Dataset records on object locations
* * *

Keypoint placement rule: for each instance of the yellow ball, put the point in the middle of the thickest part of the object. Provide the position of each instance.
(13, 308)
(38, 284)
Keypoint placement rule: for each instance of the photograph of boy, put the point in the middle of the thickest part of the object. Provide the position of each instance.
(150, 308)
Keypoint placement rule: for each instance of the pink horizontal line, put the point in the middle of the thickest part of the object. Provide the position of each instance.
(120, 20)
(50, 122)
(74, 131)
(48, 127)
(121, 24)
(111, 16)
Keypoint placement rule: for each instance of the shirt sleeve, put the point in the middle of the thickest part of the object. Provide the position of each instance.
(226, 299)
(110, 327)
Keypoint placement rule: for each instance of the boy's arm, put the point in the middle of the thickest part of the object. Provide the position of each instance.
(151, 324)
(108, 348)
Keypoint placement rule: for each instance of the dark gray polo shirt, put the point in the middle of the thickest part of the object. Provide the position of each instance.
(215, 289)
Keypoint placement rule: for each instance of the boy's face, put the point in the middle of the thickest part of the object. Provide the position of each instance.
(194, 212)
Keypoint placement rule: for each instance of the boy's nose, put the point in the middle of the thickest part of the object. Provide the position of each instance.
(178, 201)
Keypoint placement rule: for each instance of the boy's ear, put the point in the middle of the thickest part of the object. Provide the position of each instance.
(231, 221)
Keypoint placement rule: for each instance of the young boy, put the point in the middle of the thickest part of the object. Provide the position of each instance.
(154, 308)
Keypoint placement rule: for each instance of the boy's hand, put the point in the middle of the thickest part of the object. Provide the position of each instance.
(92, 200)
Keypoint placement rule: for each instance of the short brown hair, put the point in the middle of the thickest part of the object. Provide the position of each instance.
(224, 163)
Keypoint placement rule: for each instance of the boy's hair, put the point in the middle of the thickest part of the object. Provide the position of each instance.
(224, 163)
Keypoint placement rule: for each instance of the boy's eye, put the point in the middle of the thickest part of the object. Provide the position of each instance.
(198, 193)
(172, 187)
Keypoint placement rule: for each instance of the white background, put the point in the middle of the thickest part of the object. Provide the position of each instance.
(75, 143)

* * *

▶ [Task to complete]: Can you write out all the records above again, replacing "thickest part" with "widest part" and leaving everything else unchanged?

▶ [Correct result]:
Keypoint placement rule: for each instance of the yellow ball, put the point in the middle of the widest part of the object. Provide the position of each instance.
(13, 308)
(38, 284)
Keypoint placement rule: for each instance of the photograph of boy, put the point in the middle of the widest part of the object. Provide the position of each instance.
(150, 308)
Keypoint placement rule: for each instance of the pink horizontal line, put the point in the middle of the widest part of the object. Provide the position of each instance.
(120, 20)
(50, 122)
(74, 131)
(48, 127)
(121, 24)
(111, 16)
Keypoint placement rule: for each instance of the shirt sleeve, put the point in the middle of the widest part of the object. Provide the position of each instance.
(226, 299)
(110, 327)
Keypoint placement rule: for each instance of the boy's arm, put the point in the middle of the widest part of the object. Provide the position of each instance.
(151, 324)
(108, 348)
Keypoint placement rule: for each instance of the dark gray polo shirt, put the point in the middle of the widest part of the object. Provide the position of each instance.
(215, 289)
Keypoint placement rule: for each instance of the boy's face, put the point in the middle of the widest part of the object. Provide the position of each instance.
(194, 212)
Keypoint placement rule: for each instance of the boy's nose, put the point in the middle of the widest part of the object. Provide the position of each instance.
(178, 201)
Keypoint placement rule: for each instance of the boy's ear, put the point in the middle of the widest part of the object. Provide the position of each instance.
(231, 221)
Keypoint placement rule: for each instance of the young boy, put the point in the middle of the widest part of the object. Provide the position of each instance.
(154, 308)
Keypoint placement rule: for each instance of the boy's hand, put the point in the middle of the widest part of the object. Provide the position of each instance.
(92, 200)
Keypoint placement rule: for each instance of the short brown hair, put the point in the middle of the widest part of the object. Provide the position of each instance.
(224, 163)
Keypoint placement rule: for each instance of the boy's hair, put the point in the middle of the widest part of the object. Provide the position of each instance.
(224, 163)
Keypoint placement rule: for each instance of the boy's eye, put the point in the middle of the widest part of the object. Provide the position of each instance.
(198, 193)
(172, 187)
Keypoint placement rule: for each instance of the white background, put the point in the middle of the widest part of the object. Provide the position of each instance.
(75, 143)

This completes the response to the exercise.